Data listing:
--------------------------------------------------
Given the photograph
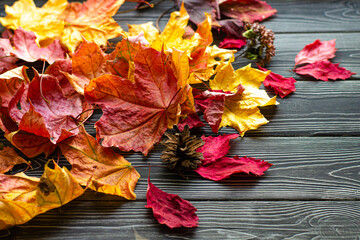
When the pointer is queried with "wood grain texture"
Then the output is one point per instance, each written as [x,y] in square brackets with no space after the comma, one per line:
[290,220]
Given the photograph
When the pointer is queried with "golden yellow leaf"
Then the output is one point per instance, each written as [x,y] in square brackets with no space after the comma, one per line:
[23,197]
[45,22]
[243,113]
[91,20]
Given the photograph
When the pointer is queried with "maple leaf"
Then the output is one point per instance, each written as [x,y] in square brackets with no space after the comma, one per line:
[192,120]
[316,51]
[30,144]
[324,70]
[27,196]
[109,172]
[230,42]
[135,115]
[45,22]
[202,56]
[88,62]
[242,113]
[212,104]
[52,117]
[281,85]
[26,48]
[10,82]
[215,147]
[91,20]
[170,209]
[246,10]
[224,167]
[9,158]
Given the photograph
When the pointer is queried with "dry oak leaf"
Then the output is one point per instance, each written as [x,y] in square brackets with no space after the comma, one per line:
[45,22]
[8,159]
[136,114]
[91,20]
[242,113]
[281,85]
[26,48]
[170,209]
[316,51]
[109,172]
[324,70]
[34,196]
[225,167]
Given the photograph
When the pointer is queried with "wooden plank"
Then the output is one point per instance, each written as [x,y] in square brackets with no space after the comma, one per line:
[324,168]
[218,220]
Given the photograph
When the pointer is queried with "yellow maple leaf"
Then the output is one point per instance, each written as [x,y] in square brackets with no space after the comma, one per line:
[23,197]
[242,114]
[109,172]
[45,22]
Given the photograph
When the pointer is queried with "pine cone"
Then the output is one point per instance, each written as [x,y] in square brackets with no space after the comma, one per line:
[180,150]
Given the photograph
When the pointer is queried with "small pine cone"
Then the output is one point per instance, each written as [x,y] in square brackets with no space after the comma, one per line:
[180,150]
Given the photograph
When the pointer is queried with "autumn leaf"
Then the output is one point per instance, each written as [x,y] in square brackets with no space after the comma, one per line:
[215,147]
[53,117]
[192,120]
[30,144]
[281,85]
[26,48]
[10,82]
[225,167]
[88,62]
[316,51]
[170,209]
[202,56]
[135,115]
[109,172]
[212,104]
[242,113]
[8,159]
[45,22]
[91,20]
[27,197]
[246,10]
[324,70]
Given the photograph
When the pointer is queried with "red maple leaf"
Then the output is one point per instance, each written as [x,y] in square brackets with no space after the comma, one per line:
[316,51]
[324,70]
[170,209]
[224,167]
[212,102]
[26,48]
[136,114]
[281,85]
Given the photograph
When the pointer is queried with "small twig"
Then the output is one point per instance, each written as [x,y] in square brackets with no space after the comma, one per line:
[159,18]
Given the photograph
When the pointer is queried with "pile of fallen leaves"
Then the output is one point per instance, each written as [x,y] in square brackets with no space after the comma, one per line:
[143,87]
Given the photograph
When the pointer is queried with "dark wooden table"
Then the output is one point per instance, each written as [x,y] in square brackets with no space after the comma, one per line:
[313,139]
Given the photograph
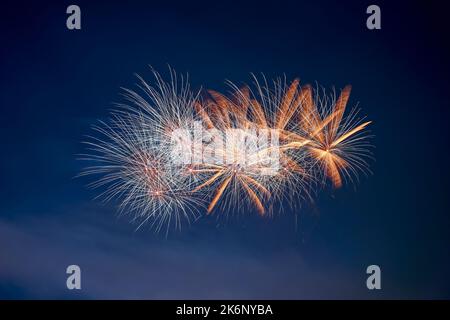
--------------------------------------------------
PROBLEM
Pick out every line in the data listing above that contains the word "pine", and copy each one in full. Count a match only if its case is the same.

REPLY
When the pointer is queried with "pine cone"
When the pointer is queried with "small pine cone"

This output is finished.